Com esse incômodo, busquei de forma independente, por intermédio de uma rede de psicólogos negros, e em outras áreas do conhecimento, estudar as relações raciais e os impactos do racismo na subjetividade das pessoas. Para mim, era óbvio que o corpo é também demarcado pela raça, ainda que a psicanálise moderna não se aprofunde nas dimensões psíquicas dessa demarcação. Encontrei algumas respostas no legado deixado por Frantz Fannon, Virgínia Bicudo, Neusa Santos, Maria Aparecida Silva Bento, Isildinha Batista e tantos outros que iniciaram essa discussão na academia e não estão nas ementas da graduação. 

Daí também a opção pela clínica psicológica como atuação profissional, uma vez que durante a formação de psicóloga e analista a percepção das nuances do que era ser uma mulher negra foi parte fundamental do meu processo profissional e pessoal. Acolher e ouvir de forma ativa e qualificada pessoas em sofrimento psíquico sempre foi minha principal área de interesse.

 Ao constatar que as pessoas negras eram, em muitos momentos, silenciadas, invisibilizadas ou questionadas, ao falar sobre suas experiências de racismo nos consultórios e também não estavam representadas nos grandes teóricos da psicologia clínica — como aponta a tese da psicóloga dra. Marizete Gouveia (2018) — vi que era urgente pensar e fazer uma clínica onde falar sobre raça fosse possível.

À medida que a clínica foi se construindo, a chegada de mulheres negras em busca de apoio psicológico foi crescente. Ao me ver nesse fazer-existir clínico diante da transferência visceral e primitiva que é a identificação, vi acontecer algo revolucionário e poderoso, que é a busca pela cura. Cuidar da saúde mental de mulheres negras é um ato político.

- Entradas extraídas
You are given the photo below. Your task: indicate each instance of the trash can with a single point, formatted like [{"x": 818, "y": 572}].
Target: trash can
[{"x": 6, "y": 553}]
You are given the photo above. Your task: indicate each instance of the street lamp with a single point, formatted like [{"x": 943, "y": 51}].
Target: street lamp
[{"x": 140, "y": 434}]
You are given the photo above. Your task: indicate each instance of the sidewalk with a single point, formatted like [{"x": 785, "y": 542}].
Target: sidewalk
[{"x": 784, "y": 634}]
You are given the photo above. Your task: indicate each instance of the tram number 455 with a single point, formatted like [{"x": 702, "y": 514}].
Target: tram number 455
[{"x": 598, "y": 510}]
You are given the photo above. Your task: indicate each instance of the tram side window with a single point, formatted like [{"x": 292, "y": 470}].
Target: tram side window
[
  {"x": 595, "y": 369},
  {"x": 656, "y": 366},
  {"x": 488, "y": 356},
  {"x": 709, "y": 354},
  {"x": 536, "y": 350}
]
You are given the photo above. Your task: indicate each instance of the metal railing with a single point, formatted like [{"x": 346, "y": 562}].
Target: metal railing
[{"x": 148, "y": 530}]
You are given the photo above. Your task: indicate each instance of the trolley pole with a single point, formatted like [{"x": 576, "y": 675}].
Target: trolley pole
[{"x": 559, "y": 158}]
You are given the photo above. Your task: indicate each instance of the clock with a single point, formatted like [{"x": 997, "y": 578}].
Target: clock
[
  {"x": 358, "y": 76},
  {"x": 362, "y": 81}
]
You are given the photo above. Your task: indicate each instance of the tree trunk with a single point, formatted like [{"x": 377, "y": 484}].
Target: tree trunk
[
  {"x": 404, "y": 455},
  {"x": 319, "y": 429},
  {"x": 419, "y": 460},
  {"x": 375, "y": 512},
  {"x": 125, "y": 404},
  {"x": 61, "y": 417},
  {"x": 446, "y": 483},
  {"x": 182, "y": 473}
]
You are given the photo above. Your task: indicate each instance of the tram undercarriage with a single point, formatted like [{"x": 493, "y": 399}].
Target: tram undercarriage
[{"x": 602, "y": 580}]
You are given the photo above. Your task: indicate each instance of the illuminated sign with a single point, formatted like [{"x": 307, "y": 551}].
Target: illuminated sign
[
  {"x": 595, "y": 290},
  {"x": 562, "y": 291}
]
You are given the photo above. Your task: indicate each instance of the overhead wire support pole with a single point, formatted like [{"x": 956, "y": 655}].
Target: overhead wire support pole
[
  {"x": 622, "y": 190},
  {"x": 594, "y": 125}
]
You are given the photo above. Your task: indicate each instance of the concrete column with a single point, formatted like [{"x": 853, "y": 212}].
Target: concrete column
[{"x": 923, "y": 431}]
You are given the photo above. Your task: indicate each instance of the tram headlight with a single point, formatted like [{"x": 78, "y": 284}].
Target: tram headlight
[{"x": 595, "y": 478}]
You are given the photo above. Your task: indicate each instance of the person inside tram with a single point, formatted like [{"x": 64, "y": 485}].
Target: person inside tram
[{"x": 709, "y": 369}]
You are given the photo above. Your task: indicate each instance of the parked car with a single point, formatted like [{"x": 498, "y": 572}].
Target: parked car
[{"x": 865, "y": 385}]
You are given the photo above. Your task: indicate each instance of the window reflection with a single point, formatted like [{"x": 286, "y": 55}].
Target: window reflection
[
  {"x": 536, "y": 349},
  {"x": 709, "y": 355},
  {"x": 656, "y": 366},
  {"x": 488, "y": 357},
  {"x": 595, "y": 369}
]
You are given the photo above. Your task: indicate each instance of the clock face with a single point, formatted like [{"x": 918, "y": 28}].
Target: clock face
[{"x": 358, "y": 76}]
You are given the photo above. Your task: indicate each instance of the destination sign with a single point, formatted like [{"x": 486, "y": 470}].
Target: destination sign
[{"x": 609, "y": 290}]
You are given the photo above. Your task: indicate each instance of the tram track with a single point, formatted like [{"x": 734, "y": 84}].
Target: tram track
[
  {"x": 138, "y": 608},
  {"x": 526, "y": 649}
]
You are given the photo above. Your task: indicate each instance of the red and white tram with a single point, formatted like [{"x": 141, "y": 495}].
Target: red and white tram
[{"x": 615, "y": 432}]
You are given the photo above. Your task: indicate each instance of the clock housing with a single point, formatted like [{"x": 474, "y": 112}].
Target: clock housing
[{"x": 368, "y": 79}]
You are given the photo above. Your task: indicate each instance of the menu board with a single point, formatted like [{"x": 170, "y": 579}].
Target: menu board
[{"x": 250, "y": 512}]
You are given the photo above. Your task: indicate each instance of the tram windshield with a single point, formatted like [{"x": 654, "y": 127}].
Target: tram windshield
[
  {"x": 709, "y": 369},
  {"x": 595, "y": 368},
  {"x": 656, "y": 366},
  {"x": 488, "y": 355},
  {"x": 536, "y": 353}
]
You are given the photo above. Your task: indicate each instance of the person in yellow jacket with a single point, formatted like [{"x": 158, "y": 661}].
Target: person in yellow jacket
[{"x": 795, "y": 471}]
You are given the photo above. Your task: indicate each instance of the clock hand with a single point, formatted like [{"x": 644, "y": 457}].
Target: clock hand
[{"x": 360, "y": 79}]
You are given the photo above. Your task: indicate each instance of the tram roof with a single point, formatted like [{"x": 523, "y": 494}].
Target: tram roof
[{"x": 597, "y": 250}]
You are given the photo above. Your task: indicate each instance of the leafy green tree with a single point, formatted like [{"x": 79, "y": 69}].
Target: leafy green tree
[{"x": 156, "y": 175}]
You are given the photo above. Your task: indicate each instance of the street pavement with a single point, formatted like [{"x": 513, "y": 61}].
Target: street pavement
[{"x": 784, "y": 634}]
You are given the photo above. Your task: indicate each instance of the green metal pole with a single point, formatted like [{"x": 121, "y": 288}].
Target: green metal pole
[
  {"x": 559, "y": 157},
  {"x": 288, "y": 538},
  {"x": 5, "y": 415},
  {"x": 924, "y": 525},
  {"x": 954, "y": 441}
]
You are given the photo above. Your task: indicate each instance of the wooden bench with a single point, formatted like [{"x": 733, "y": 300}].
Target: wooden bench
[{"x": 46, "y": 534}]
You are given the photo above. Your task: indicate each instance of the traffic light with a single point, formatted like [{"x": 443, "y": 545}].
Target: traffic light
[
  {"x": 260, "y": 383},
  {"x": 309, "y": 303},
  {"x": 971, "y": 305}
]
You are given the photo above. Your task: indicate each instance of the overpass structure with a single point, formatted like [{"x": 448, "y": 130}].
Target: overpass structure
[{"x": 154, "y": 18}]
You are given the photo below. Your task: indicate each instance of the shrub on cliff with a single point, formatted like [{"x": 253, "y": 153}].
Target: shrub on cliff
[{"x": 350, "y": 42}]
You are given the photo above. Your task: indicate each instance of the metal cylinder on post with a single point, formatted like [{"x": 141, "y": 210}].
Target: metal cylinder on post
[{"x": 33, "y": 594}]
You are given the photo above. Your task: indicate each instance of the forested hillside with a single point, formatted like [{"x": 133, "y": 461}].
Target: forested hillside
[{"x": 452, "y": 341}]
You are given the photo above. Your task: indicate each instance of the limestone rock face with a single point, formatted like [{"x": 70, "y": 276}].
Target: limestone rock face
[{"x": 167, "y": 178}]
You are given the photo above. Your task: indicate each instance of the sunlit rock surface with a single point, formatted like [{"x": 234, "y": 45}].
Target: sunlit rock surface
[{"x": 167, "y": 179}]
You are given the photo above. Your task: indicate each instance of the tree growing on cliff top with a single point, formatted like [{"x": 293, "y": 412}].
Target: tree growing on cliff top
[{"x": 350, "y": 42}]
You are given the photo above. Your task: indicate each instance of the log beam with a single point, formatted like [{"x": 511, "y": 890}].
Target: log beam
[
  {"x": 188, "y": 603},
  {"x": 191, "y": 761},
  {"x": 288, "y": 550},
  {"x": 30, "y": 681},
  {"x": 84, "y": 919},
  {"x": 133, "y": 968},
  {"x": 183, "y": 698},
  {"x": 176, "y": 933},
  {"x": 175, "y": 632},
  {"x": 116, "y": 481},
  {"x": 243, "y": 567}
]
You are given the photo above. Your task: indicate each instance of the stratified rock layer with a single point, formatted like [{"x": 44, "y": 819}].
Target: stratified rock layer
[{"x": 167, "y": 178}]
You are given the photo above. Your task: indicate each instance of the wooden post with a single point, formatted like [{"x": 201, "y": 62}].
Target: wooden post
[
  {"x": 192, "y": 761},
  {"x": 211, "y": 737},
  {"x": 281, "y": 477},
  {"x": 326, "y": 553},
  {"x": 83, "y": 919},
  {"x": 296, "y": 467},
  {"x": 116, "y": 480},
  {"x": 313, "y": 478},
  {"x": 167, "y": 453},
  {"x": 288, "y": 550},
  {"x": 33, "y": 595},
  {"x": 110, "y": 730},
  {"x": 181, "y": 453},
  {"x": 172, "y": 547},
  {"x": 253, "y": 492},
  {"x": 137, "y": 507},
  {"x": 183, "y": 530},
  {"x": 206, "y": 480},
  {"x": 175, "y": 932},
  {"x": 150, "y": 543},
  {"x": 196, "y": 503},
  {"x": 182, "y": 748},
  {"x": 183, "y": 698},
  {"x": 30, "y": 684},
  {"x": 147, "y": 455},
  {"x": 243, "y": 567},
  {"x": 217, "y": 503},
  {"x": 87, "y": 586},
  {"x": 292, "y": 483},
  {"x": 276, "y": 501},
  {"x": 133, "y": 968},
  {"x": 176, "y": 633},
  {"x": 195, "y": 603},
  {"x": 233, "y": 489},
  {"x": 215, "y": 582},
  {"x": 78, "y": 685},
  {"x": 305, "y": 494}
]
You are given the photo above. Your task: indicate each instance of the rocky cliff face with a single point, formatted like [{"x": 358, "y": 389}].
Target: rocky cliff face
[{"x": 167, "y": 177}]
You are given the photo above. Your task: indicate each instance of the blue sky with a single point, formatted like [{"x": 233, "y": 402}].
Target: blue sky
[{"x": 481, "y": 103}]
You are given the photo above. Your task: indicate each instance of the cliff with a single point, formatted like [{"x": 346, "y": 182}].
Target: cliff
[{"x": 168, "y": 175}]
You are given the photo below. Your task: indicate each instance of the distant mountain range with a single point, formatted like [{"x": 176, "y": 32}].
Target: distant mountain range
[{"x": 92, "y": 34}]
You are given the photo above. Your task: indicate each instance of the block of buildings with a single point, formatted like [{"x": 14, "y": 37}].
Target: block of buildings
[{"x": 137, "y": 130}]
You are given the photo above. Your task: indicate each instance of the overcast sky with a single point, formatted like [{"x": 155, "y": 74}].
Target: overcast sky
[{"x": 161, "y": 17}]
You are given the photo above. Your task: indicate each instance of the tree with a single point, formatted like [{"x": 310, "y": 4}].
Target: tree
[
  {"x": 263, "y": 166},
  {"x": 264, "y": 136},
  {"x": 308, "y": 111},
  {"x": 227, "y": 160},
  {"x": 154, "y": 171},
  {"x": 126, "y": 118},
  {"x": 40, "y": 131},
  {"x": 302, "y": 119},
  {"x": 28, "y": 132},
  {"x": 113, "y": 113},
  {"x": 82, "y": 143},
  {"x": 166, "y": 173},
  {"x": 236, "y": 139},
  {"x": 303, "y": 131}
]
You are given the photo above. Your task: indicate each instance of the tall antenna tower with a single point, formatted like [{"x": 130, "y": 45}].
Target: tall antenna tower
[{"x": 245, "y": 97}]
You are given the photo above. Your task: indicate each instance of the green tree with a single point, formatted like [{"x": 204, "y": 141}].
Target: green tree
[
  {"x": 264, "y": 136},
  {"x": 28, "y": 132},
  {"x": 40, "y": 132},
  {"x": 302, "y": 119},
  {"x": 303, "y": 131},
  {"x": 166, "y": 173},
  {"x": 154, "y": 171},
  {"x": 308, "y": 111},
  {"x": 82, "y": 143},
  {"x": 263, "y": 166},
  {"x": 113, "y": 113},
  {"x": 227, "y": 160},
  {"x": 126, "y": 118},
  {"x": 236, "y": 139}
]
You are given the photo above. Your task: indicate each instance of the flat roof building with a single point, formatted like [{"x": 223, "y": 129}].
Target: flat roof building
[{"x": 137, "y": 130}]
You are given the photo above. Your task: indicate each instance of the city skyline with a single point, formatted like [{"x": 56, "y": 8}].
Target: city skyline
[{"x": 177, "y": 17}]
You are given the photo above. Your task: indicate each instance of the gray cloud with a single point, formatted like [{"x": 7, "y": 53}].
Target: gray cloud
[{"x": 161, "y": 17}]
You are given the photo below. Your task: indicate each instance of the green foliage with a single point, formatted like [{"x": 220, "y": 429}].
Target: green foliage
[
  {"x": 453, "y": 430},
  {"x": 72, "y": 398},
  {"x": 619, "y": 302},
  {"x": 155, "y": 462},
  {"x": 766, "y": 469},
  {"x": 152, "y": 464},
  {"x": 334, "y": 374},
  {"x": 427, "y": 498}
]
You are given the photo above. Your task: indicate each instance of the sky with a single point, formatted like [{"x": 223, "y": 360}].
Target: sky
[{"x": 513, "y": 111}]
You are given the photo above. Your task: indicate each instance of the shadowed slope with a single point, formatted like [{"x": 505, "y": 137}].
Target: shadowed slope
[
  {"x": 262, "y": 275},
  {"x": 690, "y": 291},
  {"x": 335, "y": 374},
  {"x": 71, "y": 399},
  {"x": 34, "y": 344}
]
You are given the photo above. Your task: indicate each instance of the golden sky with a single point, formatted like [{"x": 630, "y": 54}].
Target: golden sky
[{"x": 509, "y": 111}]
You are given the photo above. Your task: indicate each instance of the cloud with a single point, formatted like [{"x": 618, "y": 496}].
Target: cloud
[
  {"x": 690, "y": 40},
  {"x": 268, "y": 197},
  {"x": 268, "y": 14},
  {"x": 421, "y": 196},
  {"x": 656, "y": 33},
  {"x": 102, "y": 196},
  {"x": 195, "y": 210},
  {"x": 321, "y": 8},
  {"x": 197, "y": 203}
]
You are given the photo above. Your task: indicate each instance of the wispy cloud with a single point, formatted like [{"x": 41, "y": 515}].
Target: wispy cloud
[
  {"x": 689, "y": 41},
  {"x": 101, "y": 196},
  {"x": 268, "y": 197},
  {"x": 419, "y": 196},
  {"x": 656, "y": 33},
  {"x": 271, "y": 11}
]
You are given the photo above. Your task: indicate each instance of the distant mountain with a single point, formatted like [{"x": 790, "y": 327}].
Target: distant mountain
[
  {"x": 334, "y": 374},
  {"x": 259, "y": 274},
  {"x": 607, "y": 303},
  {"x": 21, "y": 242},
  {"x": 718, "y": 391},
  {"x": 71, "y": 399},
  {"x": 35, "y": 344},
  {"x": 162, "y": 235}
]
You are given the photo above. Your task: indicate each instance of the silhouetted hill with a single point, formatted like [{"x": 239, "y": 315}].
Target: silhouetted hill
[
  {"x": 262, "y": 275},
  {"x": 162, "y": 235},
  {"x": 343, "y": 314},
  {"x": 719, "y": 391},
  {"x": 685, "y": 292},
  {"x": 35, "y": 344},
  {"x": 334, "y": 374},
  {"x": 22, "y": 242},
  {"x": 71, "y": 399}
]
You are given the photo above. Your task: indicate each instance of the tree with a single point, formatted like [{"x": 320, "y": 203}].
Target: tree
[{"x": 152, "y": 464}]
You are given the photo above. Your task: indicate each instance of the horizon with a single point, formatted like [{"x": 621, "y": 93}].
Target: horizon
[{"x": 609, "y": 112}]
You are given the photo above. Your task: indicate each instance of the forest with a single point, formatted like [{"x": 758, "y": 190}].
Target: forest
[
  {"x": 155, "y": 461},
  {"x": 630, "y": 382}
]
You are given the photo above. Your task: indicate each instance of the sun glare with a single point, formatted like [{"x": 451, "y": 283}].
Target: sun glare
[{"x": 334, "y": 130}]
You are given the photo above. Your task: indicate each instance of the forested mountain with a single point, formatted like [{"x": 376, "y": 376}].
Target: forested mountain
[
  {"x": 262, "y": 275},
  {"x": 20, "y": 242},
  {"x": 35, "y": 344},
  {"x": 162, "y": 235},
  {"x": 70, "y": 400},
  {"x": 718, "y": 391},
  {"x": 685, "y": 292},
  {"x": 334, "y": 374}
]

- Lista de tarefas
1. No trecho fornecido, copie a parte que vai de "Com esse incômodo, busquei" até "ementas da graduação.", trocando "psicanálise moderna" por "psicologia contemporânea".
2. Segundo o trecho fornecido, qual sempre foi a principal área de interesse de quem escreve?
3. Quais pessoas o trecho fornecido nomeia como autoras do legado em que foram encontradas algumas respostas?
As entradas são um material à parte, independente do trecho fornecido.

- Problemas resolvidos
1.
Com esse incômodo, busquei de forma independente, por intermédio de uma rede de psicólogos negros, e em outras áreas do conhecimento, estudar as relações raciais e os impactos do racismo na subjetividade das pessoas. Para mim, era óbvio que o corpo é também demarcado pela raça, ainda que a psicologia contemporânea não se aprofunde nas dimensões psíquicas dessa demarcação. Encontrei algumas respostas no legado deixado por Frantz Fannon, Virgínia Bicudo, Neusa Santos, Maria Aparecida Silva Bento, Isildinha Batista e tantos outros que iniciaram essa discussão na academia e não estão nas ementas da graduação.

2. Acolher e ouvir de forma ativa e qualificada pessoas em sofrimento psíquico.

3. Frantz Fannon, Virgínia Bicudo, Neusa Santos, Maria Aparecida Silva Bento e Isildinha Batista.